**Challenge a:** Reproduce the stretch of the swimming article from "Jenna has been" through "a God-given gift.", word for word.

**Source:**
Welcome! Thursday, April 25, 2024 | Login | Register

LSU record breaker in swimming was first a star at Chase High

Comment     Print
Related Articles

Jenna Bridges, a former Chase Trojan swim team champion, recently broke records as a member of the Louisiana State University (LSU) women's swim team. As a participant in the 200-yard butterfly championship final, she overtook four swimmers during the final 50 yards to take home the third individual gold medal of the meet for the LSU team. She finished with a school record time of 1:54.18. The previous time was held by Kara Kopcso in 2016.

"It was an unbelievable race," said the 19-year-old daughter of Cyrstal and Jeff Bridges of Forest City. "It feels unbelievable that I am a school record holder in both the 500-yard freestyle and the 200-yard butterfly.

"Records are great benchmarks when it comes to looking at how a program has improved," said Jenna, an LSU sophomore.

"In the past year and a half, LSU has managed to knock down countless school records, and I think it's a testament to how far the team has come under new leadership as well as the direction that our team is headed in."

Since breaking the record Jenna has received congratulatory remarks on Facebook, including one from Chivous Bradley, "Jenna Bridges 500 BFreestyle LSU all time record and SEC Conference Champion. You do Chase High School and Rutherford County Proud. Outstanding performance!"

While at Chase High School, Jenna won her first North Carolina High School Association of Athletics (NCHSAA) championship in the 100-yard butterfly as a sophomore. She defended her title both junior and senior year while also competing in the 500-yard freestyle all three years.

"It was an honor to represent the Trojans at the state level," Jenna said. "High school swim season was always so much fun, I look back on the bus rides, post-meet Chic-fil-a nuggets and relay races with nostalgia."

While at Chase, Jenna's parents were among her coaches. "I'm fortunate that they got to be a part of mine and my sisters high school swimming careers in such an intimate way."

During the high school swim season, her parents served primarily as a source of constant encouragement and motivation,

"Having my parents around as her high school swim coaches reminded Jenna of the sacrifices they made throughout my life, especially during high school, "so that I could compete with my team in South Carolina." She was a member of the Y-Spartaquatics Swim Club.

She said her parents never complained about driving her to swim practice an hour from home at 3:30 a.m. and they never complained when it was time to go back to practice for the second time in a day when they would arrive home at 9 p.m.

"My parents never seemed to tire of helping me achieve my goals, they ran on a battery of love. When I saw my parents on the pool deck during high school swim season, I swam for them," she said.

Jenna's coaches at LSU are quite different, "but in a good way."

As Division I SEC swim coaches, Jenna said the coaches have high expectations for their athletes.

"My coaches have pushed me every day to reach new heights that I never thought would be possible. Rick Bishop, LSU's head coach, always encourages myself and my teammates to be professional athletes--to take on the responsibility of our own success. My coaches have helped my confidence in the pool immensely. On top of that, they encourage me to be a leader on the team, despite being an underclassmen."

Jenna has been swimming since she was three years old. She started year-round swimming at age five. Swimming has been a part of Jenna's life for as long as she can remember.

"Honestly, it is a part of who I am. To say I have not had my ups and downs with the sport would be a lie. However, I've never lost the genuine love for the sport. While it's easy to get caught up in being tired or worn out, I've never lost sight of the fact that, for me, swimming is a God-given gift.

**Records for the exercise:**
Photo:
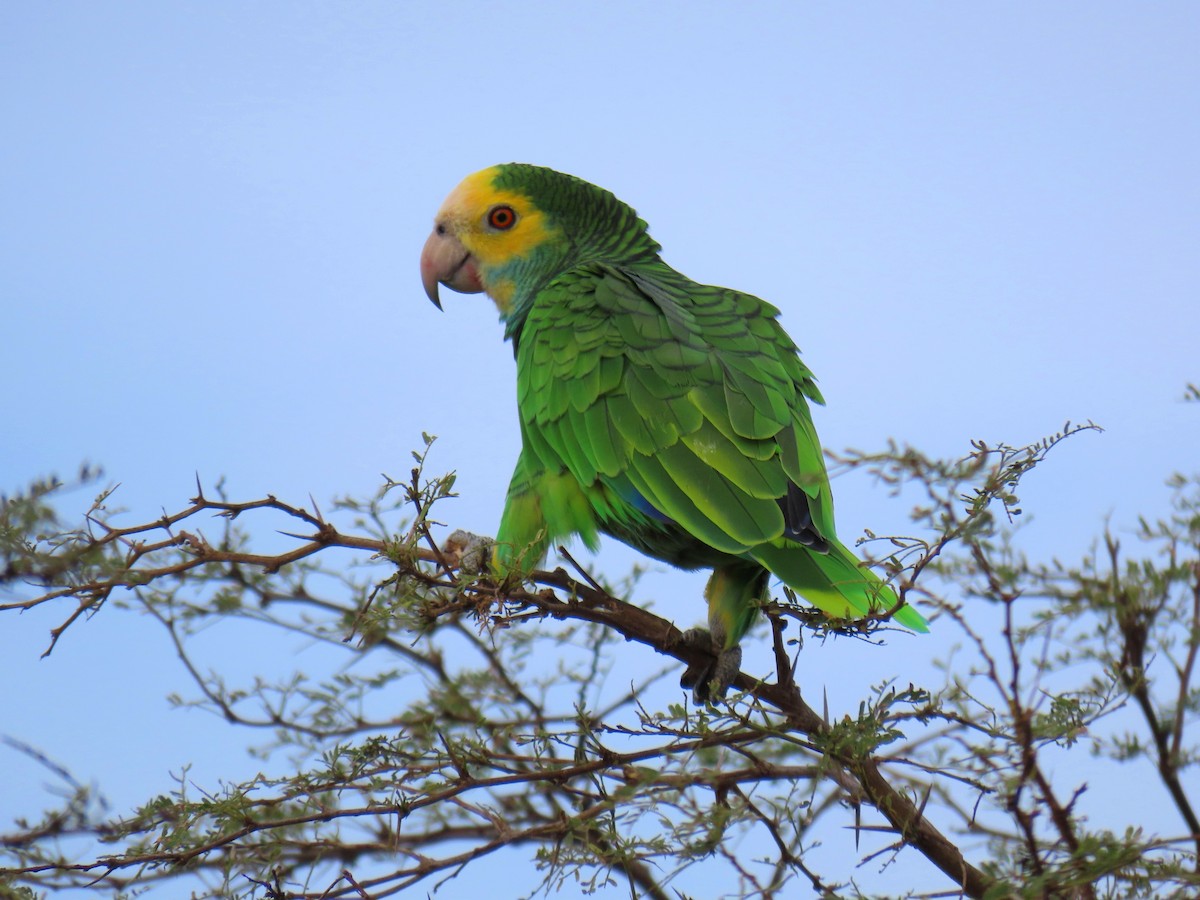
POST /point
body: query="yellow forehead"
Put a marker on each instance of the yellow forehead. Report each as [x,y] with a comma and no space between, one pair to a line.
[466,210]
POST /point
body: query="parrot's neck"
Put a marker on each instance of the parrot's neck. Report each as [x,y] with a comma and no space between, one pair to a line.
[515,287]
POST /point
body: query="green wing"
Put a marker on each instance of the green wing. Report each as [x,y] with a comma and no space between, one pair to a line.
[672,401]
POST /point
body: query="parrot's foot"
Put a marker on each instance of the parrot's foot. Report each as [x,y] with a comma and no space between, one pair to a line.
[471,552]
[709,679]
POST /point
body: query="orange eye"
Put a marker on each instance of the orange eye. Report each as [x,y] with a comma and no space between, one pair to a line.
[502,219]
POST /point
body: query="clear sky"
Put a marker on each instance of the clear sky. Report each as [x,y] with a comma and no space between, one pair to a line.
[978,221]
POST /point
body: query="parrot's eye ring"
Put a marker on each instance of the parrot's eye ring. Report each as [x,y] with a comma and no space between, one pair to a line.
[502,219]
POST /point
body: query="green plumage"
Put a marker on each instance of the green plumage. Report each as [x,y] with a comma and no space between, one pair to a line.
[670,414]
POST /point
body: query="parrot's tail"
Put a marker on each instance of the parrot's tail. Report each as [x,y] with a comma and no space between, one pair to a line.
[835,582]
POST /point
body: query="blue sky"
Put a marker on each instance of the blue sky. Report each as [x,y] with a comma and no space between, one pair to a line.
[978,221]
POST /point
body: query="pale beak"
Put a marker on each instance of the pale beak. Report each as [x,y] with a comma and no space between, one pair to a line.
[444,261]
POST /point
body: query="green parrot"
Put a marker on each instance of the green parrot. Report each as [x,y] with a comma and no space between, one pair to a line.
[671,415]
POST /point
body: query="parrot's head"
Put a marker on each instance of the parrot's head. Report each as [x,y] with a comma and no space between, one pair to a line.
[510,229]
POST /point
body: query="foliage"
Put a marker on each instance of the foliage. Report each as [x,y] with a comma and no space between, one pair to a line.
[511,735]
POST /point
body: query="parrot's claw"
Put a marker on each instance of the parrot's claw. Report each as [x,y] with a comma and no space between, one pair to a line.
[471,552]
[709,679]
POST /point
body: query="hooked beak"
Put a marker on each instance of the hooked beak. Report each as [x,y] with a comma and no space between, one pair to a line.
[444,261]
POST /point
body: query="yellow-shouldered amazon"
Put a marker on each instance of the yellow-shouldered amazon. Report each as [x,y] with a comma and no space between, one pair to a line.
[669,414]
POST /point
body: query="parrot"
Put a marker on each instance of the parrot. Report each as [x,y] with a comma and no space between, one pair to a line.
[667,414]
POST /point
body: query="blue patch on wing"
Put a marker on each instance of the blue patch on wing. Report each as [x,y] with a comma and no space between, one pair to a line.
[640,503]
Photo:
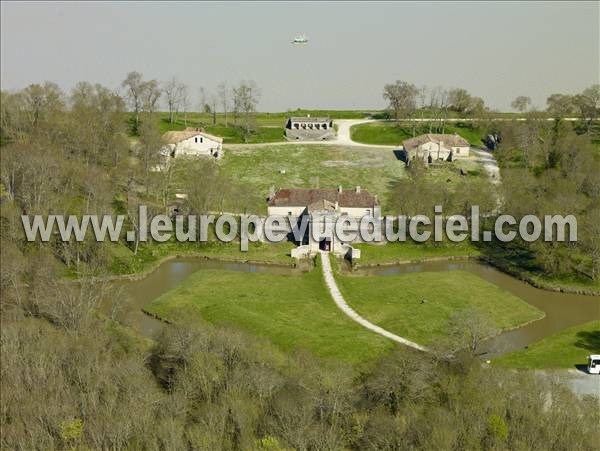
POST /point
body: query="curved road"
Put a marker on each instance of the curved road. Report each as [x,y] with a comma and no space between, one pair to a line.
[348,311]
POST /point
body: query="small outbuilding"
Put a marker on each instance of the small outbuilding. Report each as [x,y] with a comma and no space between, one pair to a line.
[432,147]
[307,128]
[192,142]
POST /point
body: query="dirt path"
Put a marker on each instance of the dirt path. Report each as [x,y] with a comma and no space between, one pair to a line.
[348,311]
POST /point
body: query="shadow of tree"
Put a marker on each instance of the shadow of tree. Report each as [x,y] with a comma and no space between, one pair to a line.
[589,340]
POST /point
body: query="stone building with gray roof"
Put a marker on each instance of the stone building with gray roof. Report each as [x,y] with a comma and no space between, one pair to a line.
[432,147]
[307,128]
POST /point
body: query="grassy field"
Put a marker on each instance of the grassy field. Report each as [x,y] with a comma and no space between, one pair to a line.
[310,166]
[394,302]
[124,261]
[390,133]
[294,312]
[261,119]
[565,349]
[373,254]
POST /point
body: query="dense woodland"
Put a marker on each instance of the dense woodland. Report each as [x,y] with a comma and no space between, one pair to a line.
[74,379]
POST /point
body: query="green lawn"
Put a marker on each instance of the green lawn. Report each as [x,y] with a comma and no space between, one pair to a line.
[564,349]
[124,261]
[394,302]
[373,254]
[292,311]
[310,166]
[261,119]
[392,133]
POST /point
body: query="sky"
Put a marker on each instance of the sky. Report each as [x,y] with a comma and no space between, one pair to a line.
[494,50]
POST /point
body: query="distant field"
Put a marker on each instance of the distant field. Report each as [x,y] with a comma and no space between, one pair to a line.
[565,349]
[394,302]
[310,166]
[391,133]
[261,119]
[294,312]
[373,254]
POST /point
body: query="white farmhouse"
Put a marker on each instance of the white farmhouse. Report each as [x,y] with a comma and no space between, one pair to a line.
[192,142]
[319,205]
[431,147]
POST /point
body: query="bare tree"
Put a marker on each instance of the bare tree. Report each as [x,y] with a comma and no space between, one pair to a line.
[401,97]
[521,103]
[134,83]
[246,99]
[224,98]
[143,95]
[185,102]
[172,90]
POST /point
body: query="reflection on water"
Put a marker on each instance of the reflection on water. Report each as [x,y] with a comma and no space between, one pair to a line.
[562,310]
[138,293]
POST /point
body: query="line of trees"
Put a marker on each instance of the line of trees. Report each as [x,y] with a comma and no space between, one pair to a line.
[144,95]
[406,102]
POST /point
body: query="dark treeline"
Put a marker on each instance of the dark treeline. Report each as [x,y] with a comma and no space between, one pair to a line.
[551,168]
[72,378]
[86,384]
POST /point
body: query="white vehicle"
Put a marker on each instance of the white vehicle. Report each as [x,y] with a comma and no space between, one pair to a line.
[302,39]
[594,364]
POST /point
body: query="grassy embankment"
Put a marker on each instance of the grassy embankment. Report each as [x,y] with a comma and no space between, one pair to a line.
[311,166]
[150,255]
[268,127]
[564,349]
[392,133]
[394,302]
[292,311]
[397,252]
[296,311]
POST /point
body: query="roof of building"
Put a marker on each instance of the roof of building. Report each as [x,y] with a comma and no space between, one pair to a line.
[310,119]
[454,140]
[312,197]
[173,137]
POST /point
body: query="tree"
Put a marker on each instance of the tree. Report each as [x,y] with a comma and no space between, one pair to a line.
[224,97]
[468,328]
[521,103]
[134,83]
[559,105]
[401,97]
[459,100]
[185,102]
[149,147]
[143,95]
[173,93]
[587,104]
[246,97]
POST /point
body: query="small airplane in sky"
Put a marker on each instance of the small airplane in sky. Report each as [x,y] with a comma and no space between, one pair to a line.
[302,39]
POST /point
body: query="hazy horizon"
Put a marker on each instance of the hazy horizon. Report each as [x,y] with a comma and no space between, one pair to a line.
[494,50]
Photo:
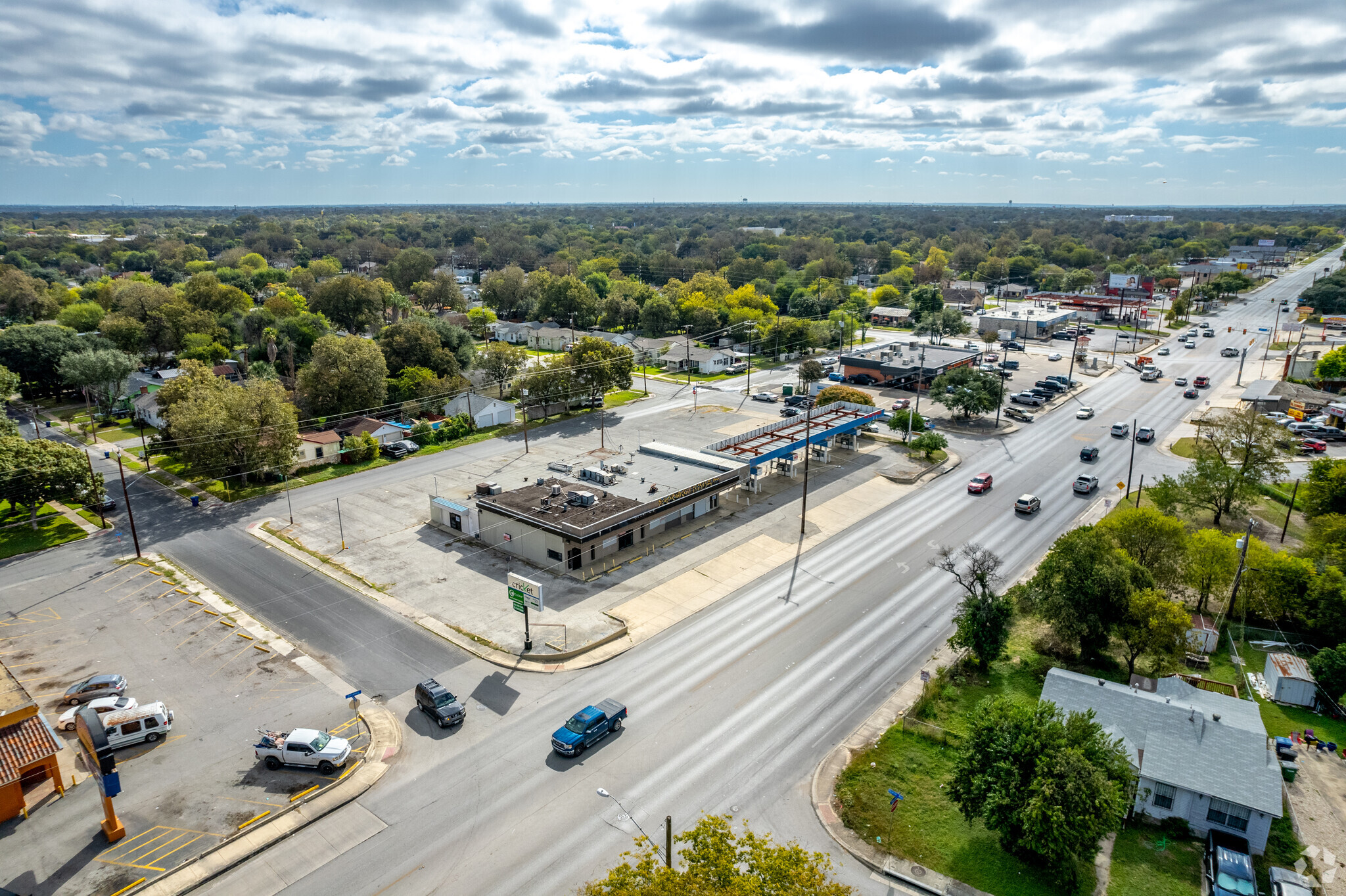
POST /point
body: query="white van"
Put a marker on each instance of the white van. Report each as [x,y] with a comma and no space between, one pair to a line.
[143,724]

**Challenge b:** Locate each line in the entries above that contains the word "farmhouse" and copy every one of those lines.

**Task answer a:**
Jenna has been swimming since she was three years old. She started year-round swimming at age five. Swimming has been a part of Jenna's life for as long as she can remember.

"Honestly, it is a part of who I am. To say I have not had my ups and downs with the sport would be a lie. However, I've never lost the genuine love for the sport. While it's easy to get caught up in being tired or worn out, I've never lost sight of the fact that, for me, swimming is a God-given gift.

**Task answer b:**
body: query="white farmhouse"
Put a marker on each instance of the white farmhouse. Report each as [x,y] with a comma and no space between, one pair to a line.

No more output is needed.